**DATASET ROWS:**
::::

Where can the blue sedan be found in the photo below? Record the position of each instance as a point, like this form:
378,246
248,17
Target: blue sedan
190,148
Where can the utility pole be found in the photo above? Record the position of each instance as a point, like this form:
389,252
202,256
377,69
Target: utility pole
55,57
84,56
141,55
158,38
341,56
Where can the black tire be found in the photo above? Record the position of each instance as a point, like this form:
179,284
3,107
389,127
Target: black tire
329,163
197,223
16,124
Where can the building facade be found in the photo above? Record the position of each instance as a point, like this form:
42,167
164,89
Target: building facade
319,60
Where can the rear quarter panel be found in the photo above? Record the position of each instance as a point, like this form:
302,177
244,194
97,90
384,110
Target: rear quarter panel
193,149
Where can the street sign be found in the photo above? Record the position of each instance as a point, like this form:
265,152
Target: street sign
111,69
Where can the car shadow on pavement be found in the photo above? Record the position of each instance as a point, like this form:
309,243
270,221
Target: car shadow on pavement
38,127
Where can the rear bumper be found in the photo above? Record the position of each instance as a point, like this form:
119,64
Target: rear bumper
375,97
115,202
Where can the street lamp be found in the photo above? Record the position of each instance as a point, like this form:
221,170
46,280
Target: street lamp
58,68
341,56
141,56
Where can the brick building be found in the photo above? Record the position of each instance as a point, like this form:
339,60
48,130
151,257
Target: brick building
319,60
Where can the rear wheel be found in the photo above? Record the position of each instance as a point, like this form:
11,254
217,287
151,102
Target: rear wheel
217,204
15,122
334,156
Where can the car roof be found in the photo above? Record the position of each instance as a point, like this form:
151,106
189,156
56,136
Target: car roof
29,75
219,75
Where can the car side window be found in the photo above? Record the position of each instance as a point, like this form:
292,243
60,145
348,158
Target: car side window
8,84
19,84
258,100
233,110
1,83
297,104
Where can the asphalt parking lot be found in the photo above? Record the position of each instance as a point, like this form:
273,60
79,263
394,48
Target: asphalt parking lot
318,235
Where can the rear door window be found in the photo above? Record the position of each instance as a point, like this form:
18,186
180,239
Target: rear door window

::::

**GIVEN REQUEST:** Every entry above needs to be quoted exactly.

**RESPONSE BELOW:**
Where can the blue sedan be found in the photo below? Record the position of each instance as a point, like this form:
378,246
248,17
Target: blue sedan
190,148
Where can the utility pole be found in the photo above? Record the position of each instance as a point, like this form:
389,252
202,256
377,69
Target: utility pole
55,57
84,56
141,55
158,38
341,56
Where can the black tire be found in the photo above? Record the position of each instance as a point, like this form:
179,284
3,107
389,127
Target: black tire
329,163
197,223
16,124
Where can the building facade be found in the photo above? Record the position of each instance as a point, like this form:
42,167
164,89
Target: building facade
319,60
Where can the rear quarter panel be found in the photo above? Record the position of each instance as a point, like this form:
302,177
244,194
97,90
384,110
Target: rear quarter panel
193,149
Where can the street sign be found in the photo above? Record the position of each instance as a point, like this form:
265,152
Target: street sign
111,69
Where can the car shadow on pavement be found in the photo above? Record the position of each instance as a point, like this form:
309,243
270,221
Target: car shadow on pavement
38,127
Where can the rear bumper be found in the photo above? Record the position of each instance as a point, like this form:
119,64
Target: rear bumper
375,97
115,202
Where can the street lamp be found in the photo above? Record the position of each instance as a point, like this form:
221,170
46,280
Target: street lamp
58,68
341,56
141,56
Where can the brick building be found in the photo above? Record the position of each instance as a point, like this form:
339,60
48,130
151,257
Target: brick building
319,60
Where can the rear wheel be found in the photo above? Record the position of each instance as a point, like this form:
11,254
217,287
151,102
Target: rear wheel
217,204
15,122
334,156
Where can the car roof be found in the photo above? Record the position of each instance as a point, like this form:
151,106
189,156
56,136
Target: car roof
29,75
219,75
Where can the car side window be found in the photo above? Record the position of each instance as a point, like this form:
292,243
60,145
348,158
Target: car side window
8,84
19,84
258,100
233,110
1,83
297,104
Where can the asphalt parking lot be found in the photo above? Record the position of each instance as a point, like this form:
273,60
79,263
394,48
Target: asphalt parking lot
318,235
Where can the rear door window be found in the photo above? Record the position of each instance as a point, like this form:
18,186
180,239
Target: rear door window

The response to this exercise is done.